DATA TO USE section start
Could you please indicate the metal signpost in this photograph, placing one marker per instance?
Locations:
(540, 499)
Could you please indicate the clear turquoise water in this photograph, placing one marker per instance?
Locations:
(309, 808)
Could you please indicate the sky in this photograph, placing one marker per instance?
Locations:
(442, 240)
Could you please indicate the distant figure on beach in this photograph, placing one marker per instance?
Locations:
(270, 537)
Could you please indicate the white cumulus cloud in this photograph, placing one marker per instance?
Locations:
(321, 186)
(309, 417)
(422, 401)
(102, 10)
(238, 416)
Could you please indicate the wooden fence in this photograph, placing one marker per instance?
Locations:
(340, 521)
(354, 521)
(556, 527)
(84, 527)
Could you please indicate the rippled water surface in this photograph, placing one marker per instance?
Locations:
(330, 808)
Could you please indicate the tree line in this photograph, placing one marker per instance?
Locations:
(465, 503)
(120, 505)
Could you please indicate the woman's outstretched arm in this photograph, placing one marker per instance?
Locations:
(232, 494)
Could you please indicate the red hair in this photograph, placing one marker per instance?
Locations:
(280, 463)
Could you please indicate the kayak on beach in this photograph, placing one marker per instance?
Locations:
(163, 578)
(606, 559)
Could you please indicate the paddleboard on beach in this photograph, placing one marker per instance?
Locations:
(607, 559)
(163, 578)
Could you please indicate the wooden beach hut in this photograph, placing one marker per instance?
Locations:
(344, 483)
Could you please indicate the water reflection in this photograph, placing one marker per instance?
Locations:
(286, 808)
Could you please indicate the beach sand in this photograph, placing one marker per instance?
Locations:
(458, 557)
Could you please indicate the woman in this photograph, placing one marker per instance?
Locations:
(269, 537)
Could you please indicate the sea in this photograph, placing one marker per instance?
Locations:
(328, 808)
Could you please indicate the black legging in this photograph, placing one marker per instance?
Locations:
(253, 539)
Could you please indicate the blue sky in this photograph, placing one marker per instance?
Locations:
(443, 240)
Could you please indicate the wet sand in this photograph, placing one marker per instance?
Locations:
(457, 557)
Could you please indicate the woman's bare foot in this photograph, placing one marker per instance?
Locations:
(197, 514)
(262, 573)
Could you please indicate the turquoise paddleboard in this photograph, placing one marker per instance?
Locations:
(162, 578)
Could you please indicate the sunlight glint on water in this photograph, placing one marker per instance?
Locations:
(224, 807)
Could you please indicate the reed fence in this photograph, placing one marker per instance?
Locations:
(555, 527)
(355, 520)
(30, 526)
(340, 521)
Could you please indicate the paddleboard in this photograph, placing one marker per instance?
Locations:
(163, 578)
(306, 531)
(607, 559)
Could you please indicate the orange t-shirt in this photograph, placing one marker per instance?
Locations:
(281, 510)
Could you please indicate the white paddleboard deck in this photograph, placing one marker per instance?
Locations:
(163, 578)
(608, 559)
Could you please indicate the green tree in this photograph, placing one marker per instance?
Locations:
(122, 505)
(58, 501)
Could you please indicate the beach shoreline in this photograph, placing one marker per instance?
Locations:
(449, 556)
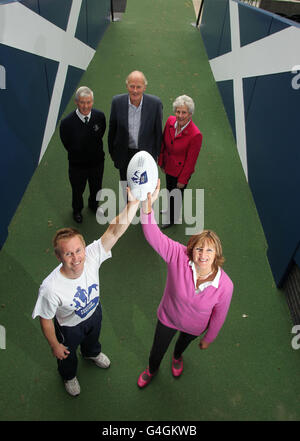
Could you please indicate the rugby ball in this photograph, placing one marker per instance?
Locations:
(142, 175)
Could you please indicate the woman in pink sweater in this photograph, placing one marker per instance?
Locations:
(197, 294)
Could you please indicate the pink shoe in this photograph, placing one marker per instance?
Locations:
(177, 366)
(145, 378)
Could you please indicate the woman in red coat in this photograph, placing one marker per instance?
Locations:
(179, 152)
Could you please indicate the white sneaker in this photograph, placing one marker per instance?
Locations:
(101, 360)
(72, 387)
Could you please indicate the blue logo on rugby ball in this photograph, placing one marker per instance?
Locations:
(140, 179)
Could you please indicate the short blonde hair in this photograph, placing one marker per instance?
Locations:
(184, 100)
(207, 236)
(137, 73)
(63, 234)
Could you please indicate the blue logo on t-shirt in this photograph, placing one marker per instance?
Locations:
(82, 302)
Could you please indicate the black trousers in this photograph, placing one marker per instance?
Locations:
(79, 176)
(162, 339)
(85, 335)
(174, 201)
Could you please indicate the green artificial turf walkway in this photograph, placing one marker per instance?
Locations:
(251, 371)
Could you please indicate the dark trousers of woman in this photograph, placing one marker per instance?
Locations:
(79, 176)
(175, 201)
(162, 339)
(85, 335)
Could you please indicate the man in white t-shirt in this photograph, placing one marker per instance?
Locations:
(68, 303)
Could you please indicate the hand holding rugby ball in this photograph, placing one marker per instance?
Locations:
(142, 175)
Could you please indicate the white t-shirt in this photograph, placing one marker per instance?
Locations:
(72, 300)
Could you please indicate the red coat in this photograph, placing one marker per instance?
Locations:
(178, 155)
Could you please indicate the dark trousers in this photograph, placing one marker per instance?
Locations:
(162, 339)
(174, 201)
(78, 178)
(85, 335)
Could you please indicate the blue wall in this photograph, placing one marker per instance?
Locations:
(271, 109)
(27, 83)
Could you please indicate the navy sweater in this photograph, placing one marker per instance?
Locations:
(83, 142)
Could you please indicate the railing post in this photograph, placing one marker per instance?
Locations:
(199, 13)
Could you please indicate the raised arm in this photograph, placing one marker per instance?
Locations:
(119, 225)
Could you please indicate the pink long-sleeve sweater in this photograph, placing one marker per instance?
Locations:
(181, 307)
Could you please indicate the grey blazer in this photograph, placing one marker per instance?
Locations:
(150, 133)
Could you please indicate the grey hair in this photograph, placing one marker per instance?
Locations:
(137, 72)
(184, 100)
(83, 91)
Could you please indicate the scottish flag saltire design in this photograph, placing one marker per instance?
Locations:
(82, 302)
(140, 178)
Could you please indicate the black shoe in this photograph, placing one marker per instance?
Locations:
(77, 217)
(93, 209)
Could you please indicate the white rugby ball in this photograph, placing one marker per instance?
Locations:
(142, 175)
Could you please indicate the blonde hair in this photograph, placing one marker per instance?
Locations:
(63, 234)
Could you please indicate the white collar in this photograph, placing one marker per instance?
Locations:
(82, 117)
(202, 286)
(139, 106)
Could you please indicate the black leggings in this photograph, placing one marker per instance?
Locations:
(162, 339)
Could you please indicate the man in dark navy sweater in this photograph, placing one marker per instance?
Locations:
(81, 133)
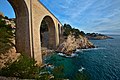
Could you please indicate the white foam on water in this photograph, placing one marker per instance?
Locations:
(81, 69)
(64, 55)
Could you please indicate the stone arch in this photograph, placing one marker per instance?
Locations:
(22, 38)
(48, 33)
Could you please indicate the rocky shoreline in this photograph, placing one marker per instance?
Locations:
(70, 44)
(96, 36)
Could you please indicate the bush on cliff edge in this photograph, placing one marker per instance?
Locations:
(23, 68)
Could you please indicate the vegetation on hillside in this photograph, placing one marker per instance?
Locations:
(69, 30)
(6, 36)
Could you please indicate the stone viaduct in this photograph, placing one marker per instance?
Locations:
(29, 16)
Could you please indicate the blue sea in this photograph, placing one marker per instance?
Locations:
(101, 63)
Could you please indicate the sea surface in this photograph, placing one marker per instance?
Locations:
(102, 63)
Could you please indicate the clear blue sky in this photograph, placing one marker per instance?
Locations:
(101, 16)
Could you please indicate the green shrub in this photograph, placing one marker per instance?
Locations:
(22, 68)
(6, 37)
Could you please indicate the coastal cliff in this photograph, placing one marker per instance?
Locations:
(72, 42)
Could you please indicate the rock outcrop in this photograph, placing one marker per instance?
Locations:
(70, 44)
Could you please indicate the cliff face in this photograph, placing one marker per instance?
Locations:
(70, 44)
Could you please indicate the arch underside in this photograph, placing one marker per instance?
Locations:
(22, 38)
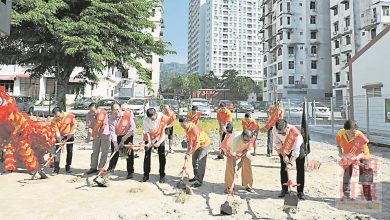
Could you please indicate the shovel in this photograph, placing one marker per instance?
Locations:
(101, 180)
(181, 184)
(226, 207)
(291, 198)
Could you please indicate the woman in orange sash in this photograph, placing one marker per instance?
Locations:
(352, 146)
(288, 143)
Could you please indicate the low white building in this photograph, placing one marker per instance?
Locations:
(370, 102)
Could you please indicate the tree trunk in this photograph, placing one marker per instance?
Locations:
(62, 88)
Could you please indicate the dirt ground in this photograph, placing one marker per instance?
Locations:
(74, 196)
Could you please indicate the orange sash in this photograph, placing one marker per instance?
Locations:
(65, 123)
(195, 117)
(272, 120)
(353, 148)
(99, 122)
(123, 123)
(290, 140)
(251, 125)
(161, 127)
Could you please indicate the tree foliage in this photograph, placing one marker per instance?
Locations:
(55, 36)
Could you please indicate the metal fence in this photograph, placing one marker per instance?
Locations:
(329, 115)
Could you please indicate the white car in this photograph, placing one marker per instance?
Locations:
(206, 111)
(320, 110)
(138, 106)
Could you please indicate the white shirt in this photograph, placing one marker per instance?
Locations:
(149, 126)
(278, 140)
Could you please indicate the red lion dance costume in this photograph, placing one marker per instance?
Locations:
(19, 134)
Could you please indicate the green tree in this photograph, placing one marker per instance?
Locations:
(56, 36)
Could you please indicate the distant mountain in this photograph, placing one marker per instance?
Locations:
(173, 68)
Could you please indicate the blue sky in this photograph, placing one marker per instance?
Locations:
(176, 28)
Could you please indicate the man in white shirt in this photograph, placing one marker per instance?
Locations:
DATA TO USE section end
From the records given above, copy all lines containing "distant".

### RESPONSE TO THIS TASK
Could you please indicate the distant figure on beach in this photograph, placing one marker per instance?
Could you please indicate the distant mountain in this photograph, placing one marker per instance?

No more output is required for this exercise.